● Direction
Return, unchanged, the lines of the records starting at the line that contains "of the <item>distant" and ending at the end of the records.

Labeled area outlines
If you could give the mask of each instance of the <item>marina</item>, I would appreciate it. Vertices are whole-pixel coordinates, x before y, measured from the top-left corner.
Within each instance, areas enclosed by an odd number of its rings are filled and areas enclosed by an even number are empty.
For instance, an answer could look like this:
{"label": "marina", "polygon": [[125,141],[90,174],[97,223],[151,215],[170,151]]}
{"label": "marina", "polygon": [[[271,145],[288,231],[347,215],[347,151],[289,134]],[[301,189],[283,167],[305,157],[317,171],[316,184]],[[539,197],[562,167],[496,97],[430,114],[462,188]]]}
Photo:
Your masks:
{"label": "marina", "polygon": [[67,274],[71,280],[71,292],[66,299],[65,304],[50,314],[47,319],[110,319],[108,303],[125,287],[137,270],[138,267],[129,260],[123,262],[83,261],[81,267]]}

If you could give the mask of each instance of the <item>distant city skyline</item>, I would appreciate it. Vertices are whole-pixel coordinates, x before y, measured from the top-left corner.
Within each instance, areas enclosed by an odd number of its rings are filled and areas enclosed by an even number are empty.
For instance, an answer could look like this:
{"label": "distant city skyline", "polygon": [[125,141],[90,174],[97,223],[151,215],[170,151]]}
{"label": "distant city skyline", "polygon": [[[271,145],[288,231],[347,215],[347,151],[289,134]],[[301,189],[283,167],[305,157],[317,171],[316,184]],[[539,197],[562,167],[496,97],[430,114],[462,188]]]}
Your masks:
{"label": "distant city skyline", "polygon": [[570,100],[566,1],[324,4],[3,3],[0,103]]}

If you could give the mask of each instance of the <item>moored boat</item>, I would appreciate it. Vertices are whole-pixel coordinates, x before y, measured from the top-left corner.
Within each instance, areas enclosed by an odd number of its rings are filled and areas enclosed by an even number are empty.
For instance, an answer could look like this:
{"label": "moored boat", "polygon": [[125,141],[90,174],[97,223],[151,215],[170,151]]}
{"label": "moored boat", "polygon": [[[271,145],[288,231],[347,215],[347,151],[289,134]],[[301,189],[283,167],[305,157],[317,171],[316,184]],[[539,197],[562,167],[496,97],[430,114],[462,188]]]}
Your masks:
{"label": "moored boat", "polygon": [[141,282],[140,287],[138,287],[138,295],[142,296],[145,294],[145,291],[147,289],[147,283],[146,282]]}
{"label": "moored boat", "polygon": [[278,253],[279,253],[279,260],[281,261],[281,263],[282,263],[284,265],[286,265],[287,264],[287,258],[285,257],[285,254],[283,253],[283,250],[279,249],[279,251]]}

● Expected output
If you could give the mask of each instance of the <item>distant city skyline</item>, I would appreciate it. Vertices are whole-pixel coordinates, x before y, measured from the top-left corner.
Within each instance, areas enclosed by an odd number of its rings are filled and areas enclosed by an even number are empty.
For instance, an answer could look like this:
{"label": "distant city skyline", "polygon": [[125,141],[90,174],[97,223],[151,215],[170,151]]}
{"label": "distant city skyline", "polygon": [[[271,145],[288,231],[347,215],[347,151],[289,134]],[[301,189],[283,167],[305,157],[317,171],[316,184]],[[539,197],[562,167],[496,97],[430,114],[462,188]]]}
Your masks:
{"label": "distant city skyline", "polygon": [[570,100],[566,1],[324,4],[3,3],[0,103]]}

If you could give the mask of each instance of the <item>moored boat</item>, I would appreciate it. Vertices are whole-pixel coordinates, x before y, measured from the top-left corner.
Within each instance, areas enclosed by an odd number of its rings are filled and areas enclosed by an even number are empty.
For instance, an answer could look like this:
{"label": "moored boat", "polygon": [[125,141],[90,174],[97,223],[151,215],[170,151]]}
{"label": "moored boat", "polygon": [[[271,145],[288,231],[347,215],[347,151],[289,134]],[[301,189],[283,167],[305,157],[317,171],[316,184]],[[539,197],[562,167],[496,97],[430,114],[462,188]]]}
Your masks:
{"label": "moored boat", "polygon": [[141,282],[140,287],[138,287],[138,295],[142,296],[145,294],[145,291],[147,289],[147,283],[146,282]]}
{"label": "moored boat", "polygon": [[278,253],[279,253],[279,260],[281,261],[281,263],[282,263],[284,265],[286,265],[287,264],[287,258],[285,257],[285,254],[283,253],[283,250],[279,249],[279,251]]}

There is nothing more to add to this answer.